[Point annotations for photos]
==========

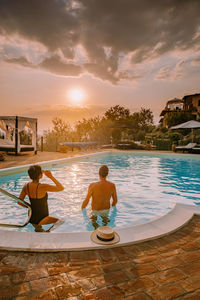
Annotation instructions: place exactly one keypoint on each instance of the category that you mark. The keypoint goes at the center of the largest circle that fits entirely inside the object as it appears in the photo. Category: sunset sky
(75, 59)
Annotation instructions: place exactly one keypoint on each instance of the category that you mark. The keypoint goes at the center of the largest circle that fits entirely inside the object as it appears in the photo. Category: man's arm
(87, 199)
(114, 196)
(52, 188)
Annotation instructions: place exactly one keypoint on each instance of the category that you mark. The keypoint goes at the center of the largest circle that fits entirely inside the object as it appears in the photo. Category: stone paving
(164, 268)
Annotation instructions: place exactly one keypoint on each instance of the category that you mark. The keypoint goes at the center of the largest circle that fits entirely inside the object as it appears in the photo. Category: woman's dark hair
(103, 171)
(34, 172)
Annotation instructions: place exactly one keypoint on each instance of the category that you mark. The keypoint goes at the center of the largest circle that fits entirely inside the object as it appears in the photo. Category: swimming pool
(148, 186)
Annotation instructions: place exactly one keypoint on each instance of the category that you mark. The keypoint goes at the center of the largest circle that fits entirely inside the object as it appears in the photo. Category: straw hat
(105, 235)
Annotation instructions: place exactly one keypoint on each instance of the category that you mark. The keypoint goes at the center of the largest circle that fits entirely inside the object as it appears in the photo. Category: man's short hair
(34, 172)
(103, 171)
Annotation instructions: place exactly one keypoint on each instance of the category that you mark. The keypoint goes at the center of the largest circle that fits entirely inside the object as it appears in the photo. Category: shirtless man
(101, 193)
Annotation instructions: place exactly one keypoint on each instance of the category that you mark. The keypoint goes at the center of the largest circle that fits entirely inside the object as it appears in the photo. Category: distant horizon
(74, 59)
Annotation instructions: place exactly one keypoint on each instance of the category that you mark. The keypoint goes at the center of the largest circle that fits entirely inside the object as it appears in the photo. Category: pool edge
(176, 218)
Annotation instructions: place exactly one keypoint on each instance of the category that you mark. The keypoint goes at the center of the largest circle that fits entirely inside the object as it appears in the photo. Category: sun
(76, 96)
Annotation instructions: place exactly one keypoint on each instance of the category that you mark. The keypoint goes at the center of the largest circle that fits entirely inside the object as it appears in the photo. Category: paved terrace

==========

Objective: Rewrite all of the records above with "keypoint" changed to "marker" in every place it occurs, leaving everything else unchanged. Omit the pictures from your answer.

Answer to the exercise:
Annotation instructions: place exactly one marker on each instance of the category that you mark. The marker goes at the center of the largest circle that fits entirely inside the object as it appears in the photo. Category: sunset sky
(75, 59)
Annotation instructions: place exactly one marker on each instance of the category that you mark. The marker goes at the center of the largest circle that fits entirely inside the object as it appears in the photo. Category: man's arm
(87, 199)
(114, 196)
(52, 188)
Annotation instructions: place exactly one marker on each instance of the category that you mark. The marker goes at the center of the largest circle that fits entirely inside the object as it appears in the photo. Category: stone paving
(164, 268)
Annotation instructions: place exactly one marker on each instance of the category that you mark. The marker goes at the center of the largest circle that fits entirely inside the object as it appears in the photo. Category: woman's dark hair
(103, 171)
(34, 172)
Annotation instructions: place exactly one marker on each instance of the category that you mark. The marker goes at the center of the largest circle that fits entirely inside the object as it appears in the photo. Category: swimming pool
(148, 186)
Annotation instructions: place exactly one marker on each instance of the category that you mark. The marker goes at the center of the largest circle that fits entirely inside the object as it appears in the photo. Category: straw hat
(105, 235)
Annotation instructions: place exactly one marker on each instance of the category that you mark. The marker goes at the center of the largest circle that fits entirely inside the object as it appears in the photo. Category: man's short hair
(34, 172)
(103, 171)
Annotation instructions: place exactly one marker on each instance of the category that you mark. The marker goes at the center of the largest circle that fits entirely inside the object as it appears in the photo. Category: shirtless man
(101, 193)
Annotation instructions: place exactly one marker on each instance of the category that you mark. The marker goes at the center of the largest circle that fits entirely inside the object as it appears in the photo. Category: distant horizon
(74, 59)
Annotation instructions: place exactly one marker on each instance of the category that you mark. The marker goes at the center of the largest circle that fits entirely inside the object as it appears in the photo. Category: pool edge
(176, 218)
Annotation instructions: place exactly one marker on each instance of the category that you mark. The marker goes at the center of the largest circle that fits entirely inside the object as it appears in the photo. Category: sun
(76, 96)
Annotation instructions: place exactly one marker on each instance of the category that you mark. The marker goes at the center of the largest circle that fits entirely inside the object as it appears in the photo. Category: paved terrace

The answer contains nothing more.